Extrait.

▼▼▼

Toutefois les acheteurs ont toujours la possibilité de demander, en lieu et place de la retenue de garantie, une garantie à première demande. L’article R. 2191-34 prévoit en effet que, « dans l’hypothèse où le montant de sommes dues au titulaire ne permettrait pas de procéder au prélèvement de la retenue de garantie, celui-ci est tenu de constituer une garantie à première demande ». Il peut aussi y substituer, si l’acheteur ne s’y oppose pas, une caution personnelle et solidaire (art. R. 2191-36).

En cas d’avance à 100%, les entreprises devront toujours fournir des factures et les acheteurs doivent demeurer attentifs à l’ordonnancer la dépense à l’issue de la réalisation des prestations même si cela ne donne pas lieu à paiement. En effet, le comptable public doit pouvoir régulariser ses écritures et solder le compte d’avance.

Les modalités de remboursement de l’avance sont-elles modifiées pour tenir compte du déplafonnement ?

Le remboursement des avances s’imputent sur les sommes dues au titulaire du marché par précompte. Jusqu’à présent, ce remboursement débutait, si le marché n’en disposait pas autrement, lorsque le montant des prestations exécutées atteignait 65 % du montant TTC du marché et devait être terminé, dans tous les cas, lorsque le montant des prestations exécutées atteignait 80% du montant TTC du marché.

▲▲▲

Consigne.
Poursuivez l'extrait sur les avances dans les marchés publics à la suite de sa dernière phrase. Les items qui suivent sont tirés d'une autre source.

(Items enregistrés provenant d'une collection)
▼▼▼

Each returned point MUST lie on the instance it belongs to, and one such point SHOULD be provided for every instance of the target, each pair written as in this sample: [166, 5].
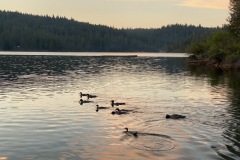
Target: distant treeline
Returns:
[24, 32]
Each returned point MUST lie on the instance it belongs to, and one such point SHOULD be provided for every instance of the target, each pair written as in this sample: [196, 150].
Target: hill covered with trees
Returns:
[24, 32]
[222, 48]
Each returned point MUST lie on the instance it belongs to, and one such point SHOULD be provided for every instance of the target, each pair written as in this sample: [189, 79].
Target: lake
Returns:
[41, 117]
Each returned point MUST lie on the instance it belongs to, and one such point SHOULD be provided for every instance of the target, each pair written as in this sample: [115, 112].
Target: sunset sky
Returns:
[128, 13]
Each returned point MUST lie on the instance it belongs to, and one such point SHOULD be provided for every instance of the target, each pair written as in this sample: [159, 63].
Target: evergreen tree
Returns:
[234, 18]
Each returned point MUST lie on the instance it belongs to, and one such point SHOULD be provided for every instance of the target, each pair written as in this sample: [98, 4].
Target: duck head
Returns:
[97, 108]
[168, 116]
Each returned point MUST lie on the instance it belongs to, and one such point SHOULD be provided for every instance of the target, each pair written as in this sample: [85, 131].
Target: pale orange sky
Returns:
[128, 13]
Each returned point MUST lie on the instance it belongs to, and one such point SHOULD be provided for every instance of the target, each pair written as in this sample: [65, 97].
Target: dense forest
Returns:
[222, 48]
[24, 32]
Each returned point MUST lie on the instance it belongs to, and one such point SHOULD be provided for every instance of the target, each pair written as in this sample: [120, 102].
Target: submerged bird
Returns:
[97, 108]
[116, 103]
[82, 94]
[91, 96]
[175, 116]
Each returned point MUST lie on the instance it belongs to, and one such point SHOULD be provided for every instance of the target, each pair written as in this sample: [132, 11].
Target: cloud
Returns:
[214, 4]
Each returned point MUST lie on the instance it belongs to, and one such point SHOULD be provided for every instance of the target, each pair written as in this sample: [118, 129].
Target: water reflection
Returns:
[220, 80]
[41, 117]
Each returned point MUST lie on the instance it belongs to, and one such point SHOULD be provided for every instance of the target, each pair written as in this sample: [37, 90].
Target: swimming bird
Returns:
[82, 94]
[91, 96]
[175, 116]
[116, 103]
[97, 108]
[119, 112]
[84, 101]
[134, 133]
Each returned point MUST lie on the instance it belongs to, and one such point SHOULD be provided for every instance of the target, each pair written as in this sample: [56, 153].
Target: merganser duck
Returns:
[175, 116]
[116, 103]
[118, 111]
[84, 101]
[134, 133]
[82, 94]
[91, 96]
[97, 109]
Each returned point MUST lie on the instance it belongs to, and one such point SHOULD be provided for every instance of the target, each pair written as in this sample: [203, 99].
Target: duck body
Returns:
[133, 133]
[82, 94]
[81, 101]
[175, 116]
[98, 108]
[91, 96]
[116, 103]
[120, 111]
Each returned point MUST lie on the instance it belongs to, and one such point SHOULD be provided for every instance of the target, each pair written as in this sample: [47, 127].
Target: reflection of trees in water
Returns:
[231, 79]
[13, 66]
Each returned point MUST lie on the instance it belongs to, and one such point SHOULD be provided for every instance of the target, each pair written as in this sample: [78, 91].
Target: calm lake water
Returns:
[41, 117]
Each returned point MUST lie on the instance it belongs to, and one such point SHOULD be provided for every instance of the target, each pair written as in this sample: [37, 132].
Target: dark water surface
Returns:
[41, 118]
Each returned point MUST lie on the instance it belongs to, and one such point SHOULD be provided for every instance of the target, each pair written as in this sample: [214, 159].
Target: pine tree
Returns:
[234, 18]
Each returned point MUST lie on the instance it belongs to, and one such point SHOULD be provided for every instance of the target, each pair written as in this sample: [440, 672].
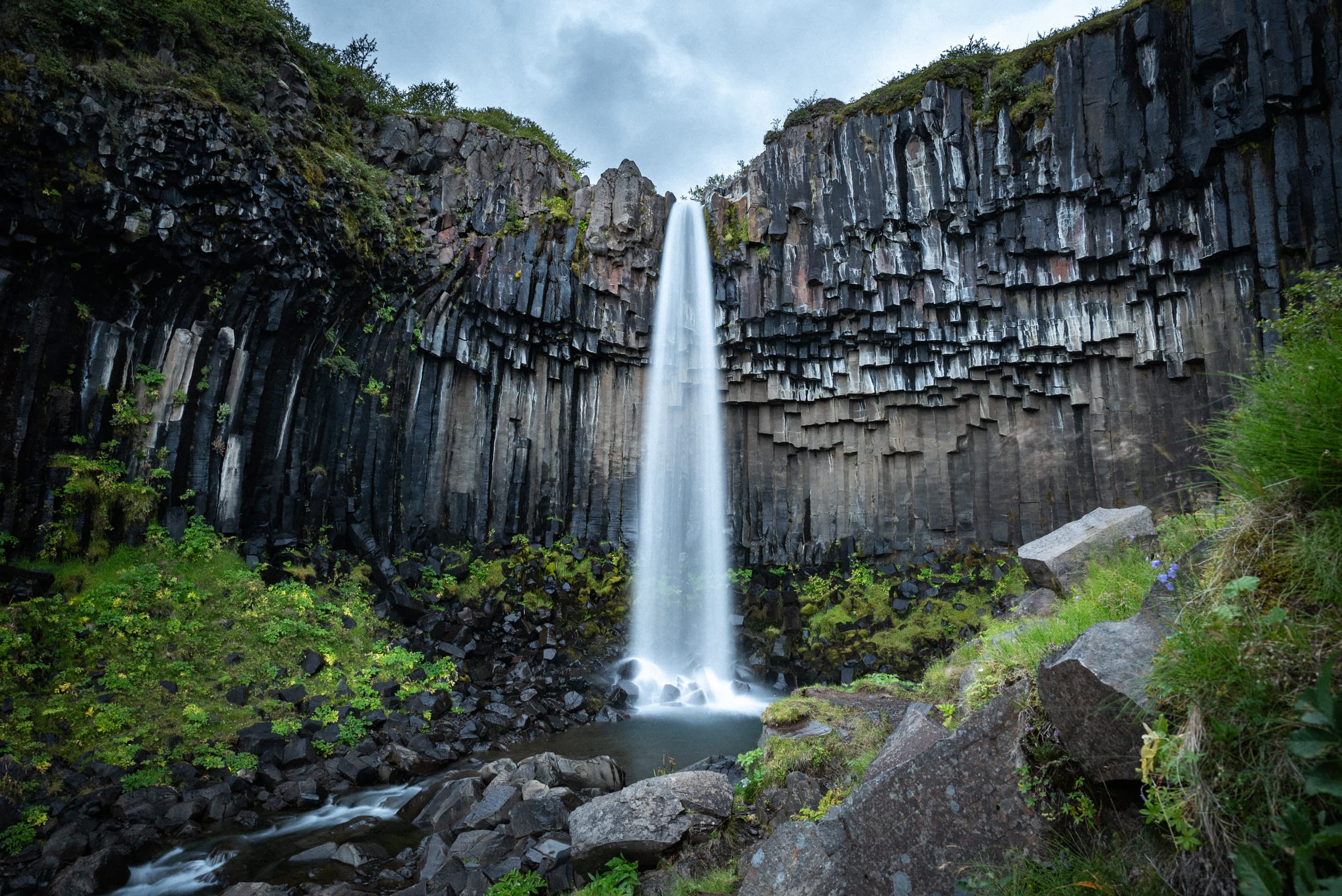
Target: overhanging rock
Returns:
[1094, 691]
[1058, 560]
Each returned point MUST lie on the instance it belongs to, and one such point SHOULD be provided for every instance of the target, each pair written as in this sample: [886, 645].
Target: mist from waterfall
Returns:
[682, 633]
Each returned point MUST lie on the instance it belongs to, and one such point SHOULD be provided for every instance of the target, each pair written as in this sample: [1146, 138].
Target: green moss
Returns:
[990, 74]
[86, 662]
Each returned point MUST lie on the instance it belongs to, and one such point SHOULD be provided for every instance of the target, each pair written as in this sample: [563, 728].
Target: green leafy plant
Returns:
[621, 880]
[341, 365]
[1319, 736]
[23, 832]
[755, 774]
[517, 883]
[1286, 427]
[832, 798]
[1168, 776]
[200, 541]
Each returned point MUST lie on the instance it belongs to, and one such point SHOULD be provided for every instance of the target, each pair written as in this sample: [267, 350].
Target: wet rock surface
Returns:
[948, 322]
[1058, 561]
[650, 817]
[1094, 691]
[906, 829]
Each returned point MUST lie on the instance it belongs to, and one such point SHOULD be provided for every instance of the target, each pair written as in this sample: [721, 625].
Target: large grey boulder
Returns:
[650, 817]
[144, 806]
[544, 813]
[1094, 693]
[1058, 560]
[494, 806]
[358, 855]
[602, 773]
[910, 828]
[450, 805]
[483, 847]
[255, 888]
[912, 737]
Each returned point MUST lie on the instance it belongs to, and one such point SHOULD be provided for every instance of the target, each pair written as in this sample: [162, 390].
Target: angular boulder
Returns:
[910, 828]
[254, 888]
[1094, 693]
[912, 737]
[602, 773]
[93, 873]
[66, 844]
[453, 803]
[356, 855]
[144, 806]
[537, 816]
[1042, 601]
[481, 847]
[494, 806]
[1058, 560]
[650, 817]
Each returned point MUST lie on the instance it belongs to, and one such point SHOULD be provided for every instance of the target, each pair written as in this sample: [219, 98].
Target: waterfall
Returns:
[682, 635]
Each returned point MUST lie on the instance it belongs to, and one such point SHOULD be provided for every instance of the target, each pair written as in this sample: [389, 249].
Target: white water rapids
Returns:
[681, 630]
[197, 867]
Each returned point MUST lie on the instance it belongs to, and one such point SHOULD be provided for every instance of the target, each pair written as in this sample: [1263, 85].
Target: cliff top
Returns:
[230, 54]
[998, 80]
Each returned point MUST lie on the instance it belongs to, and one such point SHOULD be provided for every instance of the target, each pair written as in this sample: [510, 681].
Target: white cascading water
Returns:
[682, 638]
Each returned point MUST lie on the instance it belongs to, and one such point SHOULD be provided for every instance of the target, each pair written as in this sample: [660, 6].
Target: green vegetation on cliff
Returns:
[1243, 768]
[169, 650]
[252, 61]
[993, 77]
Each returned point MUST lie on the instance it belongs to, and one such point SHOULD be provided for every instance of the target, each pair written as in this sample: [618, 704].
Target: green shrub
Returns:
[720, 880]
[23, 832]
[1285, 433]
[621, 880]
[517, 883]
[1073, 866]
[200, 541]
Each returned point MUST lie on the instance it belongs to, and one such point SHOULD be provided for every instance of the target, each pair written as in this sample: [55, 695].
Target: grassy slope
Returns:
[993, 77]
[86, 663]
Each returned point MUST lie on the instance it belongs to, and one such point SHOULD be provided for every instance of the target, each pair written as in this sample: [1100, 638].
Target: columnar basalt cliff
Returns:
[485, 380]
[971, 329]
[937, 325]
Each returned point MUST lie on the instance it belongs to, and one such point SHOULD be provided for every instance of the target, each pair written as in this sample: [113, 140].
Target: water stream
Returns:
[689, 703]
[681, 631]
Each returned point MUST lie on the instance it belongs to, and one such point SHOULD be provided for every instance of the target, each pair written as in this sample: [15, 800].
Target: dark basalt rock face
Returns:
[961, 329]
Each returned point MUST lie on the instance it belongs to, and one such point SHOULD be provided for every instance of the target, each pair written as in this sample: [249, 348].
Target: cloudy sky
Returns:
[684, 88]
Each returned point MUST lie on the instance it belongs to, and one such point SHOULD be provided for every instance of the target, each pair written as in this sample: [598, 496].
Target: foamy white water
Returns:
[187, 871]
[681, 599]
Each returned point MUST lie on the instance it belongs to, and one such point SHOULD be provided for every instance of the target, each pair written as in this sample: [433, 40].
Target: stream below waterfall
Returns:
[653, 739]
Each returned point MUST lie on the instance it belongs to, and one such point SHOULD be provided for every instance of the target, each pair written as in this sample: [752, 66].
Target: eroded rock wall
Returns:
[965, 329]
[483, 380]
[936, 328]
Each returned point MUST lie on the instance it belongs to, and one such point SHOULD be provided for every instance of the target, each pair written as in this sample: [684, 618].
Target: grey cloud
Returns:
[684, 88]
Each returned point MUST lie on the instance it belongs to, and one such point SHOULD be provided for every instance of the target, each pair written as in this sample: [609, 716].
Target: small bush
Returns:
[517, 883]
[621, 880]
[1285, 434]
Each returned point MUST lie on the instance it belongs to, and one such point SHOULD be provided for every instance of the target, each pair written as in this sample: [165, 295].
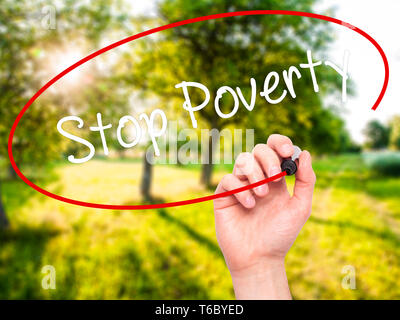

▲▲▲

Réponse ci-dessous.
Or, ces règles ne pouvaient être maintenues en cas d’avances supérieures à 30%. En effet, si le titulaire perçoit le règlement de ses factures à hauteur de 65% des prestations, les sommes qui restent à payées ne sont pas suffisantes pour récupérer la totalité de l’avance, surtout si une retenue de garantie de 5% est appliquée.

C’est pourquoi, si le dispositif reste inchangé pour les avances inférieures ou égales à 30%, le texte prévoit désormais que, lorsque l’avance dépasse 30% du montant TTC du marché, son remboursement commence, dans le silence du marché, dès la première demande de paiement. Le comptable public pourra alors ne rien payer jusqu’à ce que l’avance soit entièrement remboursée ou prélever un pourcentage sur chaque demande de paiement.

De même, les avances supérieures à 80% ne pouvant être intégralement remboursées à 80% de l’exécution du marché, l’article R. 2191-12 prévoit désormais que le remboursement de celles-ci doit être achevé lorsque le montant des prestations exécutées atteint le montant de l’avance accordée. Le remboursement de l’avance suit ainsi l’exécution des prestations.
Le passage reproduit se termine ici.